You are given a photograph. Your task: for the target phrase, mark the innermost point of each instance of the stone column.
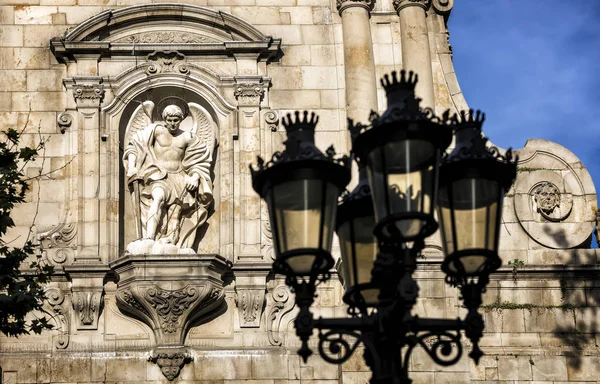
(88, 93)
(361, 82)
(249, 91)
(414, 38)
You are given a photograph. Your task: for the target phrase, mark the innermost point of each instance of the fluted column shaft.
(414, 37)
(361, 86)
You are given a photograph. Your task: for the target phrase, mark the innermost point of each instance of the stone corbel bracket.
(59, 243)
(57, 306)
(87, 290)
(250, 289)
(169, 294)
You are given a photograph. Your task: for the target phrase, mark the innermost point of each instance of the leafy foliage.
(21, 284)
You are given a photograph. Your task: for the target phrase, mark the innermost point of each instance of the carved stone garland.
(152, 289)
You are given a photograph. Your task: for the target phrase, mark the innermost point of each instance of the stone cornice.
(342, 5)
(401, 4)
(265, 50)
(442, 7)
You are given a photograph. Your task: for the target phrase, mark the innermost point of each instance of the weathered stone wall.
(540, 311)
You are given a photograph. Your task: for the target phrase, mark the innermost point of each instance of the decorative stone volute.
(250, 289)
(170, 294)
(87, 288)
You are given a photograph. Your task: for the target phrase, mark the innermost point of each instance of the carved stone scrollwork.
(251, 303)
(88, 92)
(64, 121)
(167, 61)
(250, 282)
(59, 243)
(152, 289)
(267, 241)
(87, 304)
(170, 37)
(87, 290)
(56, 305)
(170, 305)
(249, 93)
(344, 4)
(401, 4)
(170, 361)
(280, 302)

- - - - - - -

**Short exercise:** Could you copy out every one of the lines above word for word, dropping the picture from your answer?

**Written response:**
You are given a photograph. Your task: for the target phrase, mark the innermost point of each instance of the stone column.
(88, 93)
(361, 82)
(249, 91)
(414, 38)
You are given a photograph. Your task: for the target phrase, mark the innermost point of each instance of the fluted column shaft.
(414, 37)
(361, 86)
You are given a photograph. Your task: for the target phrase, mark the innermost point of each instance of the stone corbel bracket.
(59, 243)
(57, 306)
(87, 290)
(250, 289)
(169, 294)
You are given a photograph. Your task: for the target phrase, mark the innermost point of each instance of the leafy foliage.
(21, 284)
You are given a photograph. Your task: for the target phrase, mark the innermost point of each instance of the carved stone garland.
(152, 289)
You are given a photograph. Your task: for the target phrase, mark the innermost point of each instance of the stone cornice.
(342, 5)
(401, 4)
(265, 50)
(442, 7)
You are given a photograph. Your task: for the target phrase, mark the innermost point of each instance of the weathered stone wall.
(540, 311)
You are given a photograph. Your task: for the target phrase, mark the innermost point of each instance of the decorative stone volute.
(250, 289)
(170, 294)
(87, 288)
You are given a photograph. Your task: for the target phrase, mark the innermost point of each instance of the carved stone scrollwork.
(251, 303)
(88, 92)
(64, 121)
(167, 61)
(250, 282)
(59, 243)
(152, 289)
(267, 241)
(87, 304)
(170, 37)
(87, 290)
(56, 305)
(170, 305)
(249, 93)
(344, 4)
(401, 4)
(170, 361)
(280, 302)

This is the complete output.